> **Objectif**
D'après l'extrait sur la littérature de la Chine ancienne, sous quelle période les récits fantastiques fleurirent-ils ?

> **Extrait de la source**
═══

DÉCEMBRE  2002

 

 

 

 

 

 

 

 

 


Le seul mensuel multilingue d'intérêt général en Chine, publié en français, anglais, espagnol, allemand, arabe et chinois.

 

 

Littérature de la Chine ancienne

 

En Chine, la frontière entre l’histoire et la fiction semble inexistante. Si l’épopée n’y a pas pris forme, peut-être est-ce qu’à la différence des cours royales d’Occident où la geste des aïeux était transformée par les trouvères, la Chine, dès l’aube de sa littérature, a laissé les lettrés transformer le mythe en leçon d’histoire.  La mythologie ancienne était riche, mais il n’en reste aujourd’hui que ce que les philosophes ont sauvé pour illustrer leurs doctrines. Soumises à l’histoire et à la morale, les œuvres d’imagination ont mis des siècles pour conquérir leur indépendance.

La prépondérance de l’histoire

Les classiques préférés des Chinois.

Même après que des érudits comme Sima Qian eurent entrepris de séparer l’histoire de la mythologie, on vit croître, dans l’ombre des premières histoires dynastiques, des chroniques qui y puisaient leur substance, quitte à mêler le faux au vrai. Le roman se contentait d’enjoliver l’histoire et restait sous sa dépendance. Même les récits fantastiques qui fleurirent un peu plus tard  sous les Six Dynasties (222-589), ne passaient pas pour imaginaires à leur époque, selon Lu Xun ― le plus grand écrivain de la Chine moderne qui fut aussi le premier historien du roman. Car en cette période troublée, l’une des plus brillantes dans l’histoire des religions chinoises, l’épanouissement du taoïsme et du bouddhisme invitait à la méditation du monde surnaturel. De bons auteurs collectionnaient  les anecdotes, relevaient les prodiges des alchimistes, les métamorphoses des génies, les miracles des divinités bouddhiques, les apparitions des revenants. Ils furent les précurseurs du conte fantastique, l’une des formes du récit romanesque les plus vivaces en Chine.

═══

[Liste des données]
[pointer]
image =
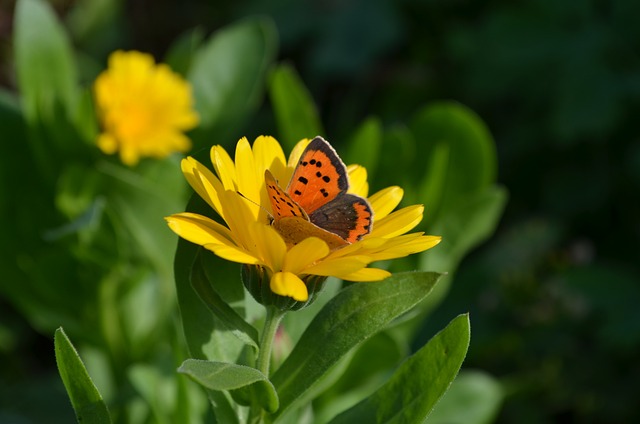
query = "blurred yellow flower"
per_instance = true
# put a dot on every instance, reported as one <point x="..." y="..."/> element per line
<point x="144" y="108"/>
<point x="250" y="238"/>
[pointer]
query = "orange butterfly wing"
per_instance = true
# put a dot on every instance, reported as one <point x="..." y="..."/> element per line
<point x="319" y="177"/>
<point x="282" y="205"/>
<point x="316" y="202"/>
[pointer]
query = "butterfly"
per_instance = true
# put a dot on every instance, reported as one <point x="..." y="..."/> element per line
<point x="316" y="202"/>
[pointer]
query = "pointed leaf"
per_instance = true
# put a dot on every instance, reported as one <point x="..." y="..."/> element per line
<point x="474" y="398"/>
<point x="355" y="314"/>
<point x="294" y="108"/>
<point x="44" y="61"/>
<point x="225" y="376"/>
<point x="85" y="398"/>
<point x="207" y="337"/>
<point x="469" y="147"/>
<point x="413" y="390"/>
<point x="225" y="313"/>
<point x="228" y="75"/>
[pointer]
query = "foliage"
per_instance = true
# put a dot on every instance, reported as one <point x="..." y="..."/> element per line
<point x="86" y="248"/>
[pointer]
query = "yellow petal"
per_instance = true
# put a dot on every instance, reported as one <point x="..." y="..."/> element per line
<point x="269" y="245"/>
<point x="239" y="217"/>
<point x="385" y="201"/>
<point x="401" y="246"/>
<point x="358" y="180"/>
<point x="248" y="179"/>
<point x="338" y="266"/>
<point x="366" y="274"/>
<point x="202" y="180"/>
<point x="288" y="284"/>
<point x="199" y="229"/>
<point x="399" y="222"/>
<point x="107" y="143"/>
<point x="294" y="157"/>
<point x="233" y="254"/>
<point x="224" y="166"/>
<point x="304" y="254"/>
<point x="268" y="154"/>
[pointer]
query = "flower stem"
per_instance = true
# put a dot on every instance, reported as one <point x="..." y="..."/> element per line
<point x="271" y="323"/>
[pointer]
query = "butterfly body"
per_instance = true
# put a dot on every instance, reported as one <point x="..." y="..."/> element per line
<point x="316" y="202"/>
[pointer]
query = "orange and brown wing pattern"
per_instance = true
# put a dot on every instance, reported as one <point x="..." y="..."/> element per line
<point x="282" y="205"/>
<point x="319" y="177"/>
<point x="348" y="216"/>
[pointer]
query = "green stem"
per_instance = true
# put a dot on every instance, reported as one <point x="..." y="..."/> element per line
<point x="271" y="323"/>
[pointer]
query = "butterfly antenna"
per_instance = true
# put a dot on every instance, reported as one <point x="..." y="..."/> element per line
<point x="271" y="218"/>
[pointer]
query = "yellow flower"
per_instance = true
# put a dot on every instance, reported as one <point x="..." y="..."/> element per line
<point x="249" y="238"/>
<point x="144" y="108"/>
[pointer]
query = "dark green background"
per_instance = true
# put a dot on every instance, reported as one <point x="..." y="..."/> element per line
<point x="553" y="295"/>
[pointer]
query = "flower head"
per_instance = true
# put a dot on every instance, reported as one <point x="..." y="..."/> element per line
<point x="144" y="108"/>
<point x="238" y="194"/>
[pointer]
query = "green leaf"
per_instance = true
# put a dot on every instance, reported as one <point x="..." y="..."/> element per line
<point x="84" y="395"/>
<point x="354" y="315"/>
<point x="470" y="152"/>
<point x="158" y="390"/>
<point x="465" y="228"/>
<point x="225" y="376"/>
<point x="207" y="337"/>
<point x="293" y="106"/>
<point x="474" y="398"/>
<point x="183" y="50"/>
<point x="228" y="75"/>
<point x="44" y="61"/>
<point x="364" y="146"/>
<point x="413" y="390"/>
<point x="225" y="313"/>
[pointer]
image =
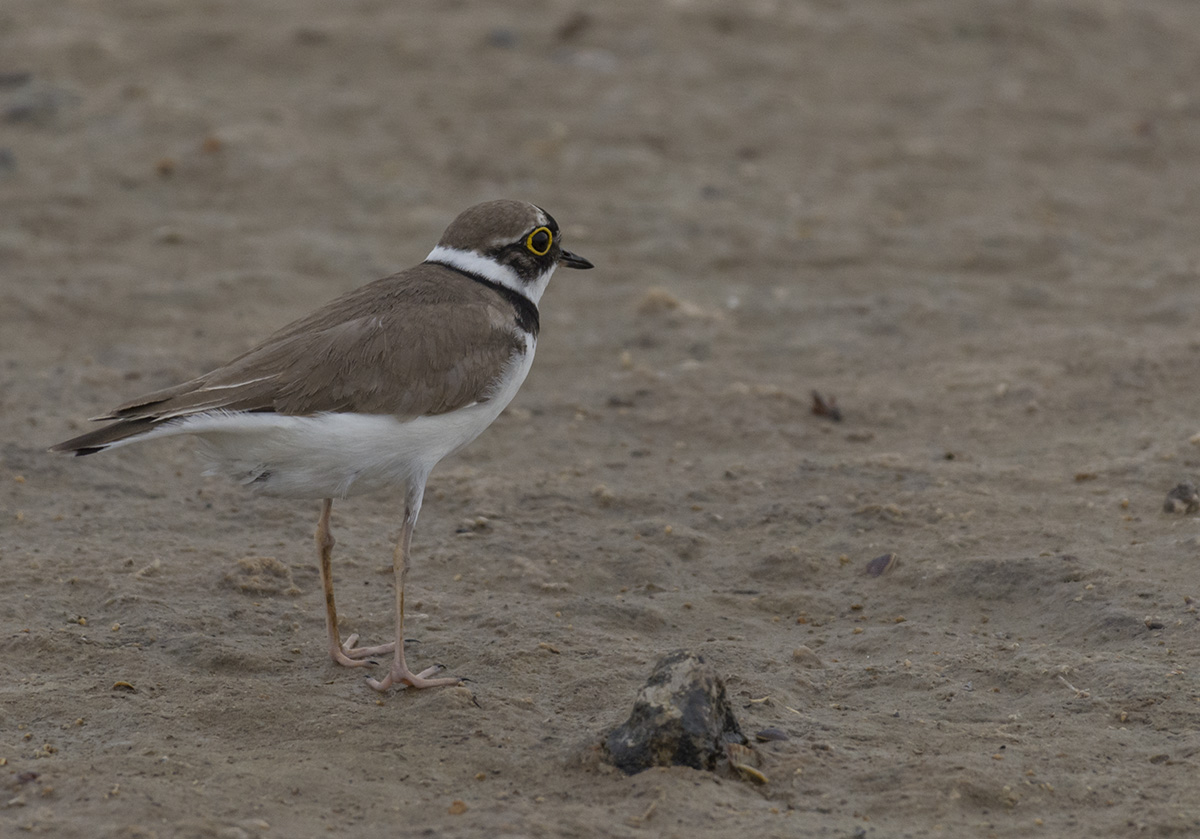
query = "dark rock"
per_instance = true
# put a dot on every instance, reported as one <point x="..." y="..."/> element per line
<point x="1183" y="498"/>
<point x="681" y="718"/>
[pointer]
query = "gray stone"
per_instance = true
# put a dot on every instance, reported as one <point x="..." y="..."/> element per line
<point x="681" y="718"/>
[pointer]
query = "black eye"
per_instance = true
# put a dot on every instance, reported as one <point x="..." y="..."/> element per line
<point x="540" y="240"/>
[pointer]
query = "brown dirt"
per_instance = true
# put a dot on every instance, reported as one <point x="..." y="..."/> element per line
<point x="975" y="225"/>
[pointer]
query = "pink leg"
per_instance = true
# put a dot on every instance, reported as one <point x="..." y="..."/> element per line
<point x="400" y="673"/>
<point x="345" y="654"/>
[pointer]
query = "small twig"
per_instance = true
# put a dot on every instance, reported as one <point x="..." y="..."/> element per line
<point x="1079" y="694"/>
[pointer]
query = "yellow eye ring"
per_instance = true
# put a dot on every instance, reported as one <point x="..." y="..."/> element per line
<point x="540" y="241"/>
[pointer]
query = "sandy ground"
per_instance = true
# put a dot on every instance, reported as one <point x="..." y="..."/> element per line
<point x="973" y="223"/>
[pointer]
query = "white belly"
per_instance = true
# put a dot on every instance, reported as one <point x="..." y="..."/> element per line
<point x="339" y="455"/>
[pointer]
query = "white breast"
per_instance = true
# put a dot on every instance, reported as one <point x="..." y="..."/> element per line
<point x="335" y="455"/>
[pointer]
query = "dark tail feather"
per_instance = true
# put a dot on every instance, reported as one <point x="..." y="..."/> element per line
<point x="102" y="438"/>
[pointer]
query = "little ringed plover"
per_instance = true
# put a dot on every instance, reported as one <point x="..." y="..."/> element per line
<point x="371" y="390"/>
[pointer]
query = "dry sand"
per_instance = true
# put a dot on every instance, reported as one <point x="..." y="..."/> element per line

═══

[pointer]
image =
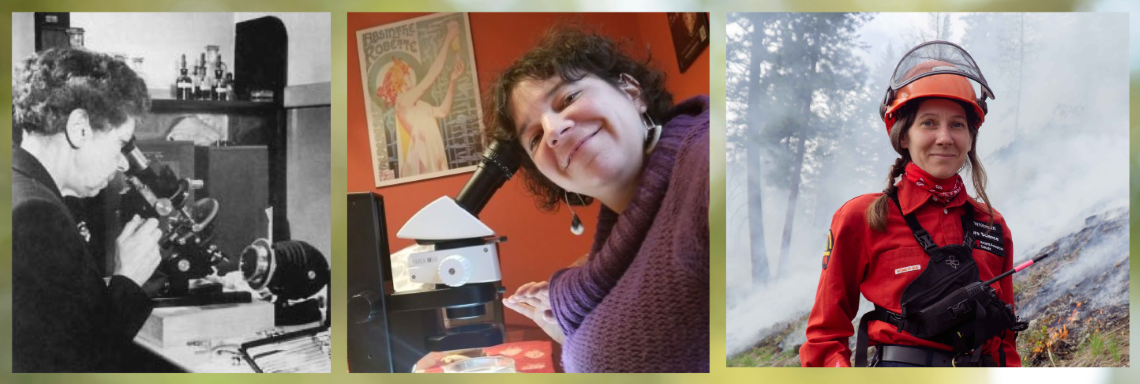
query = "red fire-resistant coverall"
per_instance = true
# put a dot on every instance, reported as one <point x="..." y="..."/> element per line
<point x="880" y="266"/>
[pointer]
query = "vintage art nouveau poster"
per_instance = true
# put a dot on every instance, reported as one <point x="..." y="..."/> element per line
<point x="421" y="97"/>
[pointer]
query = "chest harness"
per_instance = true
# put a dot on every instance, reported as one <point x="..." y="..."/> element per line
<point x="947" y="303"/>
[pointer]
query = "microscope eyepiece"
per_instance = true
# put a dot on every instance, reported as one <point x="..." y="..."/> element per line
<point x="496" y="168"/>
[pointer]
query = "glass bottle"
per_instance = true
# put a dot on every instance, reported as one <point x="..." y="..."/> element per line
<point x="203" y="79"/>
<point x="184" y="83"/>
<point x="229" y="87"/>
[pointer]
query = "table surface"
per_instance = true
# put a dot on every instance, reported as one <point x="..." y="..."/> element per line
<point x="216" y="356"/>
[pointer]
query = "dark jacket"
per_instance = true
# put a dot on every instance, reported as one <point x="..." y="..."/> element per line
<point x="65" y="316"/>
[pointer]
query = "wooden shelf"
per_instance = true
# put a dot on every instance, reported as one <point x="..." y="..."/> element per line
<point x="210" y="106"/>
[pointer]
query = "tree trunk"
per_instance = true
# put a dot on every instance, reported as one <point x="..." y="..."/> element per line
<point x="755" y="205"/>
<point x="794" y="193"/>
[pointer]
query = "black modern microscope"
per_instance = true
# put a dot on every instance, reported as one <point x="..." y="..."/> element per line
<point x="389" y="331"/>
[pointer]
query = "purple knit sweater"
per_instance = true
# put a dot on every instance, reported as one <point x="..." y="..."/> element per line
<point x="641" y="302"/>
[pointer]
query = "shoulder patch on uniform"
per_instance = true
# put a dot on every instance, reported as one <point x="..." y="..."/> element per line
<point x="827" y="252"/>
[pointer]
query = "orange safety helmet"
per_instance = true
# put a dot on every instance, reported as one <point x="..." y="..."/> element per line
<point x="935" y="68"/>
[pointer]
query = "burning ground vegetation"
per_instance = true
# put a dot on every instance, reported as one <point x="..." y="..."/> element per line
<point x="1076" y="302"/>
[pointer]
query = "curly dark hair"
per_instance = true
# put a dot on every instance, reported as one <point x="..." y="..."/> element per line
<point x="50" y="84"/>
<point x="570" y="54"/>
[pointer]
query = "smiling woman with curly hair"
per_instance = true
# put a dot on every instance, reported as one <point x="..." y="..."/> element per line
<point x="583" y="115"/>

═══

> **Réponse attendue**
Sous les Six Dynasties (222-589).